> _SET OF TASKS_:
• a. Decide whether each statement agrees with the passage on hair cell genes. For each, answer yes or no and quote the deciding words of the passage exactly. (i) Thirty candidate genes found only in hair cells map to 19 loci of human hearing impairment. (ii) Deafness loci that overlap with another locus are shown in purple. (iii) The molecular bases of acquired hearing loss are well understood.
• b. Return the part of the passage on hair cell genes from "Thirty candidate genes" to "hatched orange. ...", copied exactly.
• c. Answer these questions using the passage on hair cell genes.
(i) To which cranial nerve do the afferent sensory fibers that receive hair cell signals belong?
(ii) What color marks deafness loci that do not overlap with another locus?
(iii) Which work is cited for developing potential therapeutic treatments?

> _PASSAGE SHOWN_:
»»
Thirty candidate genes uniquely found in HCs map to 19 loci of nonsyndromic, recessive, or dominant human hearing impairment. Deafness loci within respective chromosomes are indicated in purple or, where overlapping with another locus, in hatched orange. ...
Table 4.
Candidate deafness genes identified uniquely in the GFP+ HC sample

Discussion

The senses of hearing and balance each rely on specialized sensory HCs in the IE that respond to sound, acceleration, and orientation and faithfully convey these signals to afferent sensory fibers of the eighth cranial nerve. Both acute and life-long accumulation of damage to the protein machinery of HCs, including the stereocilia transduction apparatus, presynaptic signaling complexes, and intracellular mechanisms for supporting highly metabolically active processes, can result in significant auditory or vestibular impairment. Genetic bases for hearing loss are continually being discovered with the maturation of high-throughput genomic approaches, although many documented but poorly understood forms of hereditary deafness remain uncharacterized (Vona et al., 2015). The molecular bases of acquired hearing loss, such as through overexposure to noise or through ototoxins, are similarly poorly understood and an area of active research, and many HC-specific genes and gene products likely remain to be identified. Because HCs are necessary for auditory and vestibular sensation, a thorough understanding of HC gene expression at the proteomic level is critical to clarifying normal and aberrant HC structure and function (Ebrahim et al., 2016), sources of dysfunction in hereditary deafness, and developing potential therapeutic treatments (Alagramam et al., 2016).
««
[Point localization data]
»»
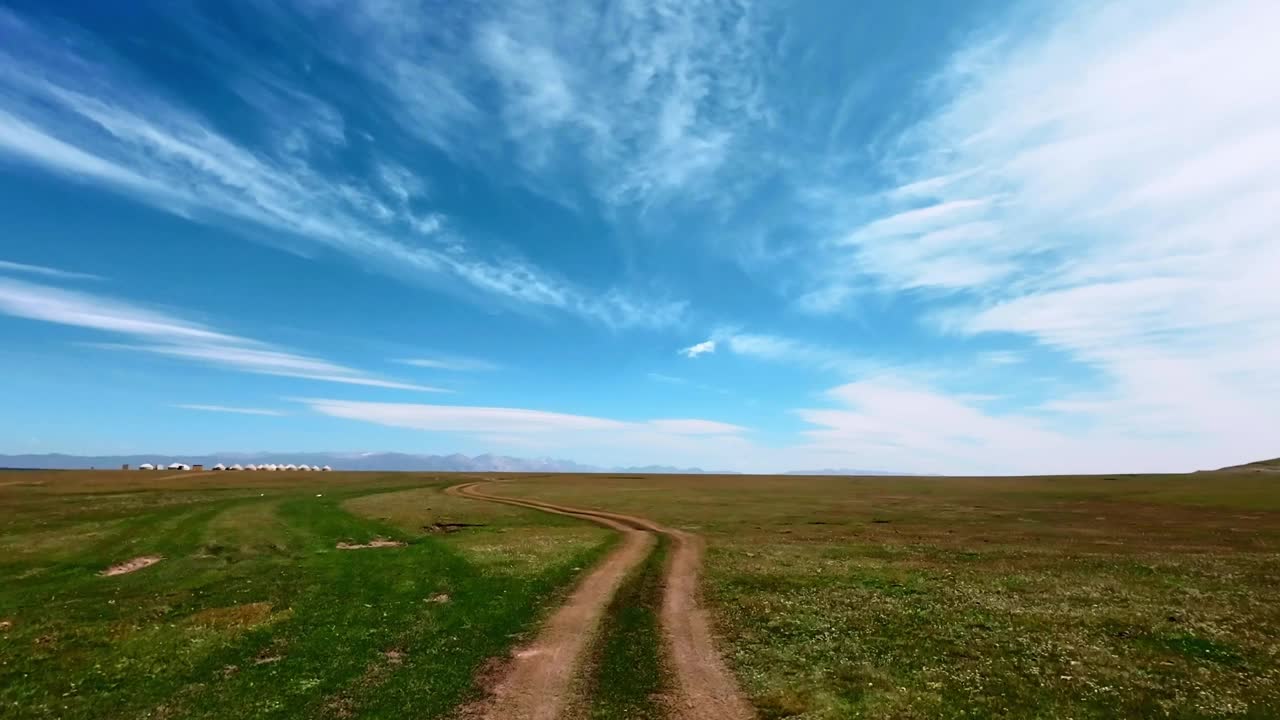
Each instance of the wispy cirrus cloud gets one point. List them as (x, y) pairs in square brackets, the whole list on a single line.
[(453, 363), (85, 114), (160, 333), (504, 420), (780, 349), (8, 267), (1102, 182), (648, 101), (589, 437)]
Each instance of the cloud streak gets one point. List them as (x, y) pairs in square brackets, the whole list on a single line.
[(104, 128), (7, 267), (1105, 186), (165, 335)]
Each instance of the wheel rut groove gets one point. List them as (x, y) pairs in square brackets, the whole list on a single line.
[(538, 686)]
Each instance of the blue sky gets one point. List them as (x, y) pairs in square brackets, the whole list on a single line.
[(940, 237)]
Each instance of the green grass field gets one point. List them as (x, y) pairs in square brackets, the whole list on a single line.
[(874, 597), (254, 613), (950, 597)]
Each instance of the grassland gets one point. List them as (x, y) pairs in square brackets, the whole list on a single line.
[(252, 611), (872, 597), (947, 597)]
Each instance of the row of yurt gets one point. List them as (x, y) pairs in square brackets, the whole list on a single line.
[(272, 468)]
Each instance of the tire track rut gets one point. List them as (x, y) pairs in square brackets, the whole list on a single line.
[(539, 683)]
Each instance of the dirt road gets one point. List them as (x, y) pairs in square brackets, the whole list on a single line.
[(703, 687)]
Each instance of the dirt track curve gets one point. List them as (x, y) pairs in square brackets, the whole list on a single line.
[(539, 683)]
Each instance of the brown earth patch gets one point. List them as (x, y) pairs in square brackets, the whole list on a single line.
[(237, 616), (535, 683), (375, 542), (704, 689), (451, 527), (132, 565)]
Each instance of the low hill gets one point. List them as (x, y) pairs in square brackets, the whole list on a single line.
[(1260, 466)]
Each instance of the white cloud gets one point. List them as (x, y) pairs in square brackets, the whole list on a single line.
[(7, 267), (1104, 183), (160, 333), (691, 427), (99, 126), (504, 420), (704, 347), (892, 423), (791, 351), (586, 438), (644, 100), (232, 410), (451, 363)]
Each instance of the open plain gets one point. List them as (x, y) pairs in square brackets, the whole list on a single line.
[(227, 595)]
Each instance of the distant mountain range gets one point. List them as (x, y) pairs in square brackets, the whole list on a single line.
[(387, 461), (851, 472)]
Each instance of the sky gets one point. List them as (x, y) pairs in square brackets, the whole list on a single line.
[(926, 237)]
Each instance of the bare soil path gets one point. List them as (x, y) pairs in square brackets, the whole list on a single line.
[(704, 689), (536, 684)]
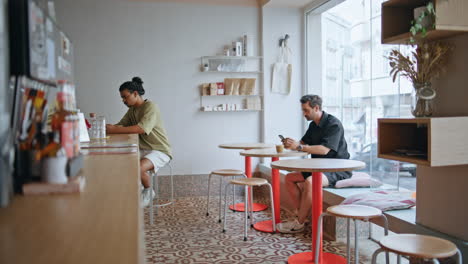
««
> _COMPLETED EXERCISE_:
• a.
(i) Yes: "Thirty candidate genes uniquely found in HCs map to 19 loci of nonsyndromic, recessive, or dominant human hearing impairment."
(ii) No: "where overlapping with another locus, in hatched orange"
(iii) No: "The molecular bases of acquired hearing loss, such as through overexposure to noise or through ototoxins, are similarly poorly understood"

• b.
Thirty candidate genes uniquely found in HCs map to 19 loci of nonsyndromic, recessive, or dominant human hearing impairment. Deafness loci within respective chromosomes are indicated in purple or, where overlapping with another locus, in hatched orange. ...

• c.
(i) The eighth cranial nerve.
(ii) Purple.
(iii) Alagramam et al., 2016.